[Data records]
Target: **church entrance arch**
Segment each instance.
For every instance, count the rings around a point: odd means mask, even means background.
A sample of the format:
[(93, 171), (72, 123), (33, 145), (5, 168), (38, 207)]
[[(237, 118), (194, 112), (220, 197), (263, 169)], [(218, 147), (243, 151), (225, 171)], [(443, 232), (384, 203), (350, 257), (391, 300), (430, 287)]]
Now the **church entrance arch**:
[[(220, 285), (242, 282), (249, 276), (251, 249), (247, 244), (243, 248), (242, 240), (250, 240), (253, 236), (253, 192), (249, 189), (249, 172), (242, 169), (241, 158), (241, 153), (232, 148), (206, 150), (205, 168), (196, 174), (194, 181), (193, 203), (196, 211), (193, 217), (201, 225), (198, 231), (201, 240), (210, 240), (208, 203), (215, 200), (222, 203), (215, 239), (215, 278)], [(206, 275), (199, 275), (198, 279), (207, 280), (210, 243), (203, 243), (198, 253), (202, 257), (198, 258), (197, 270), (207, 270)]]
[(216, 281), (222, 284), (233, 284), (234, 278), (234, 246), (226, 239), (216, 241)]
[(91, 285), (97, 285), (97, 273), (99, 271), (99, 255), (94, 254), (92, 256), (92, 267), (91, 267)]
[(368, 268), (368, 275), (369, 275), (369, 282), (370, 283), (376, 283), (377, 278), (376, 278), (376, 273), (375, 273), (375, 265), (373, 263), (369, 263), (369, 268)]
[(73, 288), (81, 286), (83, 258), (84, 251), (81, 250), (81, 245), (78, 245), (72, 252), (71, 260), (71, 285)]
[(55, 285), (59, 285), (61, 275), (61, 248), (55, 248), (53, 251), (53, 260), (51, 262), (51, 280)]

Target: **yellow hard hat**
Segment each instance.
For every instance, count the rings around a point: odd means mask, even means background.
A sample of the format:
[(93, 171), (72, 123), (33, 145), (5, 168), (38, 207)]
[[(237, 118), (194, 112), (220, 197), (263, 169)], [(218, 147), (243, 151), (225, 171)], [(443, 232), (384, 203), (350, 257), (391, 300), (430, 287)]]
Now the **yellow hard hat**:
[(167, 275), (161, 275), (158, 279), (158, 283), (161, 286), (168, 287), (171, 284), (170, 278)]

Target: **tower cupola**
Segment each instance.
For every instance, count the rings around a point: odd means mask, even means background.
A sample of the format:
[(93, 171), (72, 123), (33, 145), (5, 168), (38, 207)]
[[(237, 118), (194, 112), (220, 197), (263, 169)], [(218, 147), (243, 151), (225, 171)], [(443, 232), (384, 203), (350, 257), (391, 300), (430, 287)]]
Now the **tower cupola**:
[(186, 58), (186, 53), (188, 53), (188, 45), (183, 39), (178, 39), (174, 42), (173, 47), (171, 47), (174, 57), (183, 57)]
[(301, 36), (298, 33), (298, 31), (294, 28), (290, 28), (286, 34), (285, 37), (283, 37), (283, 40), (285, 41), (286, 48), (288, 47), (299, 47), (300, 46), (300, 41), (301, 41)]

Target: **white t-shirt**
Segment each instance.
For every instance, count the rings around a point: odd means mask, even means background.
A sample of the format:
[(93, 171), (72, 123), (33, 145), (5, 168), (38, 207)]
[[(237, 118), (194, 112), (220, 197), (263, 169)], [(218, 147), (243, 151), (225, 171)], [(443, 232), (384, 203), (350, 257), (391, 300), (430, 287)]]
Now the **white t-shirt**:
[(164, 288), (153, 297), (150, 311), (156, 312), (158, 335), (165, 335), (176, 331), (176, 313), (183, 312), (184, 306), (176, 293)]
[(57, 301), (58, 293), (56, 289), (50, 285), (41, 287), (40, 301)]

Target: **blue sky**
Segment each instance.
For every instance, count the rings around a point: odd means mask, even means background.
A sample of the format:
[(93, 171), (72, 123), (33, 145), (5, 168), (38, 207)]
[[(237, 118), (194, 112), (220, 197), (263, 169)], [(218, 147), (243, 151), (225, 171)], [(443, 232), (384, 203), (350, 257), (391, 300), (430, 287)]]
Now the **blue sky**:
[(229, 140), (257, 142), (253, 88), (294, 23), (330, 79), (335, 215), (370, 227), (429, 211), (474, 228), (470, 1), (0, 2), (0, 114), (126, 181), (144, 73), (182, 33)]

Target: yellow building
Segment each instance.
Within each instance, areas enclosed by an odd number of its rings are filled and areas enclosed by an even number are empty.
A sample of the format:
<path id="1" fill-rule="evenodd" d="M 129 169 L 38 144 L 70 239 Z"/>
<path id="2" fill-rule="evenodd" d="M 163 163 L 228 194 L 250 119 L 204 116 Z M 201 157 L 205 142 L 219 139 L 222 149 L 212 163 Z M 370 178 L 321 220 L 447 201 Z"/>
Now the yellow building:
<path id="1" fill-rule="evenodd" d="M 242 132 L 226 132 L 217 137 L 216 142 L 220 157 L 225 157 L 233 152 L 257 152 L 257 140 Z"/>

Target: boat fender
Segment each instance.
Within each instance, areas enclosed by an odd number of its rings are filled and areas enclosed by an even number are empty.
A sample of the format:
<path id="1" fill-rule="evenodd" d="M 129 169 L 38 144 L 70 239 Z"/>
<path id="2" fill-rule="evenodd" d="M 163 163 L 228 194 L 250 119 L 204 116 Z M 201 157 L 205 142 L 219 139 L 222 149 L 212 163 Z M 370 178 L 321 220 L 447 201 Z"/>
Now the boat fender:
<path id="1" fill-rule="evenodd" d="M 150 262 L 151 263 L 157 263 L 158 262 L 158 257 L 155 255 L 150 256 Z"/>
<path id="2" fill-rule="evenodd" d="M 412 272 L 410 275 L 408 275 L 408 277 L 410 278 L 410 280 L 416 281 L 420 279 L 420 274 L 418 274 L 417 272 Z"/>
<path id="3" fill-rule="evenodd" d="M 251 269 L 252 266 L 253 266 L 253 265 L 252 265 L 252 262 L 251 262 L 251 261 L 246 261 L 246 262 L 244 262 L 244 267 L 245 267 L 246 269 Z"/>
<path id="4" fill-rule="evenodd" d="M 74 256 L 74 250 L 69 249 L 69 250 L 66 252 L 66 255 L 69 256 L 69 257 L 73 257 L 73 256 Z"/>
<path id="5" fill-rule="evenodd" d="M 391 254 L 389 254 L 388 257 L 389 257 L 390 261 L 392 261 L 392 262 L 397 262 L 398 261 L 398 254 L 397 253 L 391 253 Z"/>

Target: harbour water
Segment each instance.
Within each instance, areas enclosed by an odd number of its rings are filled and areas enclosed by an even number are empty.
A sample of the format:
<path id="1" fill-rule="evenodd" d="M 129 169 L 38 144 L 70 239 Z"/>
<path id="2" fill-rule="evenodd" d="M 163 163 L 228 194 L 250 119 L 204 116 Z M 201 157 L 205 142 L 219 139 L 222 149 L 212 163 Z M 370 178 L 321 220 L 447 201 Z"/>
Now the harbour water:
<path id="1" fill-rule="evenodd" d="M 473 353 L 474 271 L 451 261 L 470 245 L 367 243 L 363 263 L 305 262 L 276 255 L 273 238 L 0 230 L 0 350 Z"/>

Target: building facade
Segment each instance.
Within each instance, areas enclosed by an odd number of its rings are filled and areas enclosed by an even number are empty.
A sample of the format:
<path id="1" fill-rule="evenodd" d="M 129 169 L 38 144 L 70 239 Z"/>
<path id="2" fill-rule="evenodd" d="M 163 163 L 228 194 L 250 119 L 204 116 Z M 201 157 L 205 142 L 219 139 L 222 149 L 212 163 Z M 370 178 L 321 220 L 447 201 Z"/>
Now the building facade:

---

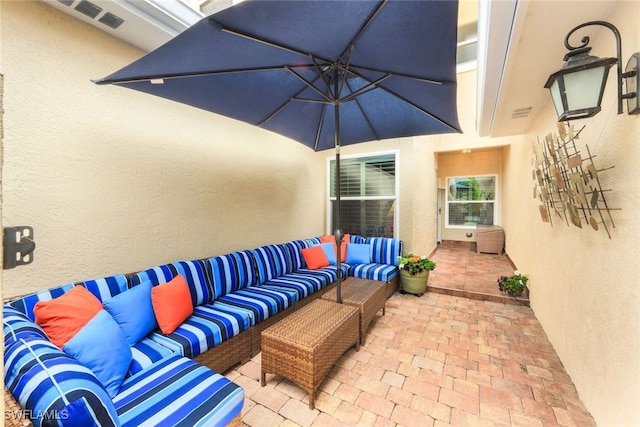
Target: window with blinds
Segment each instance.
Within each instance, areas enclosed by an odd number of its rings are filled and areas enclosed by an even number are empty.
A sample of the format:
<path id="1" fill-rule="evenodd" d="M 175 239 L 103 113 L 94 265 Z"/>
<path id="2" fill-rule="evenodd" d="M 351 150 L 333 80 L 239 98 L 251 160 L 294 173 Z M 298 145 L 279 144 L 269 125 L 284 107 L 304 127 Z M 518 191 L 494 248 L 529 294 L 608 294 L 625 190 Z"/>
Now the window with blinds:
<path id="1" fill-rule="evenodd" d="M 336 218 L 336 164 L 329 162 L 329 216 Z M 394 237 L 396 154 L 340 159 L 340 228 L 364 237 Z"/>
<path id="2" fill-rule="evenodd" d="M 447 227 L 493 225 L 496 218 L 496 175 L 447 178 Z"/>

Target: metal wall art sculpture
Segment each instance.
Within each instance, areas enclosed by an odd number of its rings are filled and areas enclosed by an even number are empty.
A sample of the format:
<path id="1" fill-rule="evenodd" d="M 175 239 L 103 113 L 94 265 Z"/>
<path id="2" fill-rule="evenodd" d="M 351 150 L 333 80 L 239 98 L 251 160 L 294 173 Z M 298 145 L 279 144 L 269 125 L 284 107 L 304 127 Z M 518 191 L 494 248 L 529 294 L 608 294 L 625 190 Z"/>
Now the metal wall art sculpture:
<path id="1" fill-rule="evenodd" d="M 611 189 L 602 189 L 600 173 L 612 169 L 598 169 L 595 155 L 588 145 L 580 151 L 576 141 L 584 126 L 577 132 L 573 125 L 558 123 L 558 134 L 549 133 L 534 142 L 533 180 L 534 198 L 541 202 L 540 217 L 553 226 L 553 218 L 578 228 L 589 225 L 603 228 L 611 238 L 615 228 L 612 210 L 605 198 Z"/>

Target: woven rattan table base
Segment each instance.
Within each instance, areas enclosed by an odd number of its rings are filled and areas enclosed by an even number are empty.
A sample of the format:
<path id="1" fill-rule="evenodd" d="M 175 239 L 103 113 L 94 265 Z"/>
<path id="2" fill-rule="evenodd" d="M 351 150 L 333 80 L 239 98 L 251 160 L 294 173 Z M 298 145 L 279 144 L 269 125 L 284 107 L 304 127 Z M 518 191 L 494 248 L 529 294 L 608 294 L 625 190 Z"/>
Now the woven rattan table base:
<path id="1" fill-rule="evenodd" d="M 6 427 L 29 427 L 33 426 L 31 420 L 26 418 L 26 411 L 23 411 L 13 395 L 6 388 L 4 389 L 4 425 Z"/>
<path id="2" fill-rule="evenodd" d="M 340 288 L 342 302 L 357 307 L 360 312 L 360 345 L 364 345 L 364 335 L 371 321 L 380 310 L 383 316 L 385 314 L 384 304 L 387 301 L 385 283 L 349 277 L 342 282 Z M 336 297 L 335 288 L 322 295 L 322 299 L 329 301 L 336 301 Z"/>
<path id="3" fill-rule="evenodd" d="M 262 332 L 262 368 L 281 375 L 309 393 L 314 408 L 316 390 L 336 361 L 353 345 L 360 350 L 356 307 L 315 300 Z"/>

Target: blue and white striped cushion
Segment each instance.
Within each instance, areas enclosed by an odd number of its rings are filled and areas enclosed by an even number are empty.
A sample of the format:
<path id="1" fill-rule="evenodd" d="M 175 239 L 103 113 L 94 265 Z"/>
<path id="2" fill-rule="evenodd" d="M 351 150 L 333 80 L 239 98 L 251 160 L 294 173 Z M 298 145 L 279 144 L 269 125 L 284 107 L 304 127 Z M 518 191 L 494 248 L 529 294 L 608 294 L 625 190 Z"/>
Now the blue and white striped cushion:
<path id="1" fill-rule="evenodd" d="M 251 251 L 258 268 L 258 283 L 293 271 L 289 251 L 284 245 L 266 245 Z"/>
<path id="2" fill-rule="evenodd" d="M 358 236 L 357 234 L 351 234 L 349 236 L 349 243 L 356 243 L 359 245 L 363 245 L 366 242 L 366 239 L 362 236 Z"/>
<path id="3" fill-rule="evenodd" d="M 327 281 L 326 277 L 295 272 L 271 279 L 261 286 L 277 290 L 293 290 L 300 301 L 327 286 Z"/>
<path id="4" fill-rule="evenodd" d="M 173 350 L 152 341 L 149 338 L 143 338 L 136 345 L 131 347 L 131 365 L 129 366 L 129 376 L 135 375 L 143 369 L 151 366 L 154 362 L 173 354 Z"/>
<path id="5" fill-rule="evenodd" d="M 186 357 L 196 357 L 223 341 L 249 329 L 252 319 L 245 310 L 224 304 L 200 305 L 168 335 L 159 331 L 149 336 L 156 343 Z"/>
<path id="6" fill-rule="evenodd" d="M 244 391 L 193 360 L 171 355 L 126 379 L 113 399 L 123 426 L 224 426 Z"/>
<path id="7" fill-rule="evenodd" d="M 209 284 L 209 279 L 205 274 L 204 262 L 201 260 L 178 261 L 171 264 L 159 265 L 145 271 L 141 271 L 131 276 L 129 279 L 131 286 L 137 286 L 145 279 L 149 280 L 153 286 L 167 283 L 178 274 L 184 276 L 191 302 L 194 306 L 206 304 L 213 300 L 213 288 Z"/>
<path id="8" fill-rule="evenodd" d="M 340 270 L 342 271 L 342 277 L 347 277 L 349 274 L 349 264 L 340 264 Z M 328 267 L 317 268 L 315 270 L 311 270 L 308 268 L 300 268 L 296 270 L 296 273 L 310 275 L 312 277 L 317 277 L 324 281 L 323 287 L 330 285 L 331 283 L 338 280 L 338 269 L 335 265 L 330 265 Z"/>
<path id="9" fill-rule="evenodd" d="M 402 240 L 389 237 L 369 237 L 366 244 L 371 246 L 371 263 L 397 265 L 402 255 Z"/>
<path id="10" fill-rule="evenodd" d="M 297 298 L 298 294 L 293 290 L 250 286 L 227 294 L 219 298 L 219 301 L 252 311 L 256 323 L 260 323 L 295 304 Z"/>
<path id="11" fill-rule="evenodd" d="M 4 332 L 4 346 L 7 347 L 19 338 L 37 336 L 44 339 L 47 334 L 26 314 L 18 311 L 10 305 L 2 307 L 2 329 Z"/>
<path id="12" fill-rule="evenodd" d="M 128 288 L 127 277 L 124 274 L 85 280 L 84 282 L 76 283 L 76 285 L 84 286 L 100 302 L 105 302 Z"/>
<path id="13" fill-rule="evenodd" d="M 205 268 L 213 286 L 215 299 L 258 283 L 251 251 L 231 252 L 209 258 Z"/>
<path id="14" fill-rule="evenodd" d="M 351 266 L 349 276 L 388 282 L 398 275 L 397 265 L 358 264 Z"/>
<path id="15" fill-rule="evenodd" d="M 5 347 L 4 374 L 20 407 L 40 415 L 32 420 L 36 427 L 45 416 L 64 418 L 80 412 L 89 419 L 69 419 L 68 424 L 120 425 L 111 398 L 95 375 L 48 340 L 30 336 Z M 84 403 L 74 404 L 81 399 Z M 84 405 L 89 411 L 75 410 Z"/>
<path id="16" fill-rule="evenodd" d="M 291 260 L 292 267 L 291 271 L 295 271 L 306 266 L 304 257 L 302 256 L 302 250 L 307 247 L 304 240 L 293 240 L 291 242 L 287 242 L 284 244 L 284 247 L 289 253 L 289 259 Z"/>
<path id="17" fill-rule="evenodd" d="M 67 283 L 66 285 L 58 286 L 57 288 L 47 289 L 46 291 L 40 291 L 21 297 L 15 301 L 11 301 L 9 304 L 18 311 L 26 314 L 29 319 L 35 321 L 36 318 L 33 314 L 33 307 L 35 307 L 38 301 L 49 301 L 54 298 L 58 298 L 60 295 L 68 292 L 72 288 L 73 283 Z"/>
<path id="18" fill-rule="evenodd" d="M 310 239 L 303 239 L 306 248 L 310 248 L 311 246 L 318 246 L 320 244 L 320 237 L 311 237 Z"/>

---

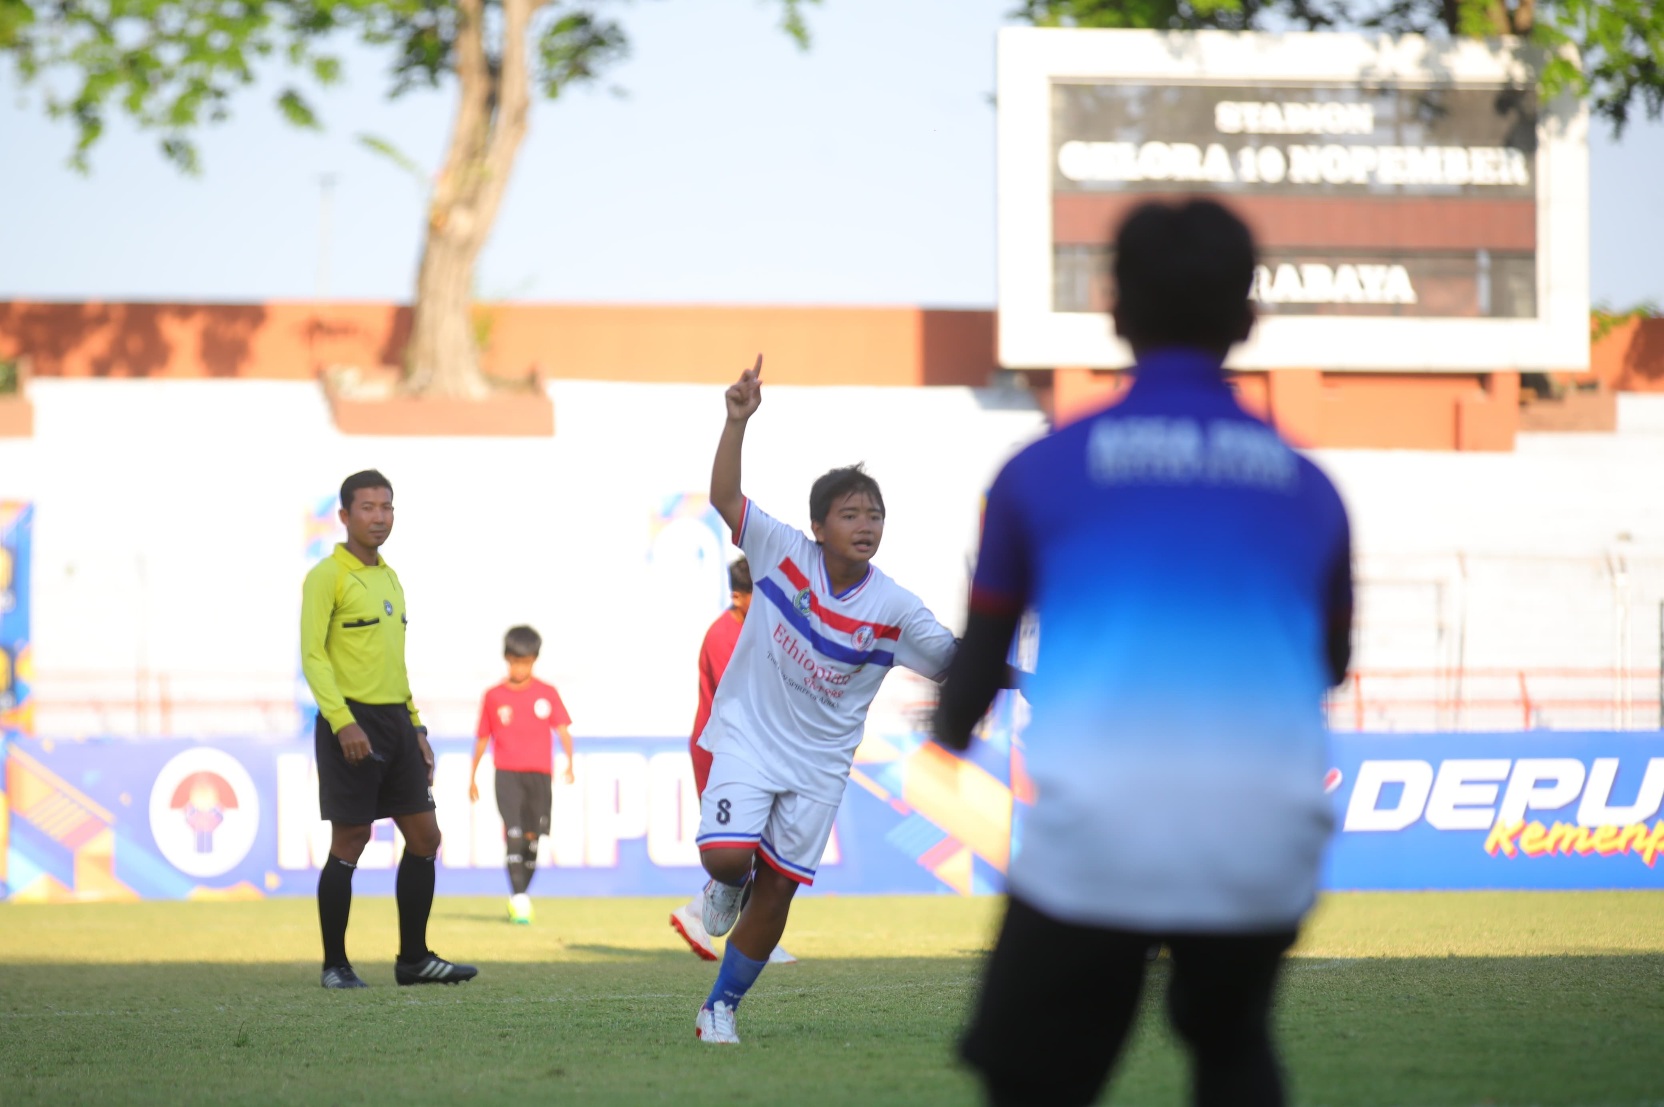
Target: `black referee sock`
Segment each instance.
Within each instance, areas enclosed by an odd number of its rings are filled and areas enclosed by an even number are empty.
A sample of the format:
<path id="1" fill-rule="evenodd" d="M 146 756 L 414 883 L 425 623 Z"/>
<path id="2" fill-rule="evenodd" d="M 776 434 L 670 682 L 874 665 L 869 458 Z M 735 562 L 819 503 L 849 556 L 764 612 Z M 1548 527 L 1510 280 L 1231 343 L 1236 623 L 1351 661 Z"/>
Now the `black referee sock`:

## EXERCISE OBJECTIVE
Every line in the data that holds "black" should be copied out.

## OUTPUT FOR THIS EXERCISE
Target: `black referee sock`
Now the `black referee sock`:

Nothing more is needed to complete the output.